• **Text shown**:
# # #
A statue of Jeanie Deans is one of the principal sculptures on the Scott Monument on Princes Street in Edinburgh. It was sculpted by William Brodie and stands on the lower tier of the north-east buttress.

==Names==
Several pubs in Scotland were named after Jeanie Deans, including Jeanie Deans Tryste in Edinburgh, and three in Glasgow.

A number of ships have been named Jeanie Deans. Two Clyde steamers, PS Jeanie Deans (1884), built by Barclay Curle & Co in 1884 for the North British Steam Packet Co, and PS Jeanie Deans (1931), built for the London and North Eastern Railway in 1931. Two sailing ships, Jeanie Deans, a four-masted sailing ship, recorded in 1843 as having sailed from Port Glasgow to Toronto, Ontario, Canada; and Jeannie Deans, a 49.3 ft wooden schooner, built in New South Wales, Australia in 1850 and registered in Sydney in 1851. The paddle steamer Waverley has a Jeanie Deans Lounge.
# # #
(Dataset entries)
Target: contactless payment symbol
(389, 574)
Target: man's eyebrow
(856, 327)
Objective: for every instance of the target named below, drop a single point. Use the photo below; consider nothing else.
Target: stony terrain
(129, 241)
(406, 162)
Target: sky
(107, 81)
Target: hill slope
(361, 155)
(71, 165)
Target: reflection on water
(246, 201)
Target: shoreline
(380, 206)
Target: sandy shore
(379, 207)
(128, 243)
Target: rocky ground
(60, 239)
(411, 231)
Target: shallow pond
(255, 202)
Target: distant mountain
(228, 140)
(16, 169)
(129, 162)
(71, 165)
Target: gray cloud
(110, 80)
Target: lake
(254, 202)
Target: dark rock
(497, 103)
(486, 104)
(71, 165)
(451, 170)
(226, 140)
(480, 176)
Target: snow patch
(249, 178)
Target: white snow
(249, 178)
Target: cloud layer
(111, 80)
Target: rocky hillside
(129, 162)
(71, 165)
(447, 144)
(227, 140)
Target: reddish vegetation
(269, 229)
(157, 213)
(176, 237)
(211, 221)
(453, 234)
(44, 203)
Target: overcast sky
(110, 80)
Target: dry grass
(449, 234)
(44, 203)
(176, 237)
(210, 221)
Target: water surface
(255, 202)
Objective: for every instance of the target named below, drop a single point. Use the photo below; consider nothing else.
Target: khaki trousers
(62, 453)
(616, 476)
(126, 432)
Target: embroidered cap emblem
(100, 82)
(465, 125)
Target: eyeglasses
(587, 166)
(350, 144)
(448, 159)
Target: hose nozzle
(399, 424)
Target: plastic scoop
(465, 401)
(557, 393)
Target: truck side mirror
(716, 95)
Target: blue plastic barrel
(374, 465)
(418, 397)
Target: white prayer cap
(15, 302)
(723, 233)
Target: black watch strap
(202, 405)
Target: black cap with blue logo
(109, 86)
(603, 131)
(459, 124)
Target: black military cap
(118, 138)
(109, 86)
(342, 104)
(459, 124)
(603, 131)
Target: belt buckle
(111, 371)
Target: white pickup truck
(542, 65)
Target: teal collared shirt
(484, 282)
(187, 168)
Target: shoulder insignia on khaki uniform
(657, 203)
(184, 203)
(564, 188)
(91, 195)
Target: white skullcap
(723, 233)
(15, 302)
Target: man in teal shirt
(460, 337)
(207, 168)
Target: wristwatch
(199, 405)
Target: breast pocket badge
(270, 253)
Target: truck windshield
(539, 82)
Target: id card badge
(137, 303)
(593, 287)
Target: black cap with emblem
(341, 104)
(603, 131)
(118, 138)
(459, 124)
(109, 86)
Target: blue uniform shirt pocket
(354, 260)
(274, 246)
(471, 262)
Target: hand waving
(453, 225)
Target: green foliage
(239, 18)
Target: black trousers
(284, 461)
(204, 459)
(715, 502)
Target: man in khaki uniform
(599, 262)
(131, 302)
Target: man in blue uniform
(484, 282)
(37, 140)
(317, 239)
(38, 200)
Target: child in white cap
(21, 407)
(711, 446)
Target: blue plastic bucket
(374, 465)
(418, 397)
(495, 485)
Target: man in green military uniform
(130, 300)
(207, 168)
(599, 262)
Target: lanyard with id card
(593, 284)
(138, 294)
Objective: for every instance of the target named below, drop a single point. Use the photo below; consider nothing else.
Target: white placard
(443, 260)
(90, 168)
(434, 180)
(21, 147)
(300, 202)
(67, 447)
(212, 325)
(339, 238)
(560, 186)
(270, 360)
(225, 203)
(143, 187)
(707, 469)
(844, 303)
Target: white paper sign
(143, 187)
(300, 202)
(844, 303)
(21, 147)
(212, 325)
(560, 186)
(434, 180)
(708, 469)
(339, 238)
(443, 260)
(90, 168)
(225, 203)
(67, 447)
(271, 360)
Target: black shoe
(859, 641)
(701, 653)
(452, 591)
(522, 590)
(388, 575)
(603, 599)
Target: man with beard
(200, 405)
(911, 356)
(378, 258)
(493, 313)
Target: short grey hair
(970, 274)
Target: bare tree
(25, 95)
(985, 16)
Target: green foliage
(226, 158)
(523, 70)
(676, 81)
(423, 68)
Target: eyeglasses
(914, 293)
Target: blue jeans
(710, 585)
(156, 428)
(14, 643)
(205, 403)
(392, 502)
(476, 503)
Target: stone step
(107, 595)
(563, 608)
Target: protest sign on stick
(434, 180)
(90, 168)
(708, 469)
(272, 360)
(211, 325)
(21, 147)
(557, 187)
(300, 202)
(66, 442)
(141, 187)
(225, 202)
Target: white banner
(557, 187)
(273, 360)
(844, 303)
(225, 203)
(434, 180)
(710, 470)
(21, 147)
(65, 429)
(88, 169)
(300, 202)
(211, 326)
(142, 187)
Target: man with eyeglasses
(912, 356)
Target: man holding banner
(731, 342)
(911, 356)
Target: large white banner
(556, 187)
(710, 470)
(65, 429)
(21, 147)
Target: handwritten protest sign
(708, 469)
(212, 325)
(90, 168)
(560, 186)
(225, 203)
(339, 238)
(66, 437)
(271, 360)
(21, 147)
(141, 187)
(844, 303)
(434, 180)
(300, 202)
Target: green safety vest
# # #
• **Work request**: Continue the Jeanie Deans text from its last sentence.

• **Response area**:
For railway locomotives named Jeanie Deans, on the London and North Western and North British Railways, see Jeanie Deans (railway locomotives).

The Jeanie Deans potato, resembling the old Lothian Flake, was advertised as a seed potato in a New Zealand newspaper in 1895 as being awarded "First at Invercargill Show for Best White Potato, any variety"

The Scottish composer Hamish MacCunn based his 1894 opera Jeanie Deans on Scott's novel.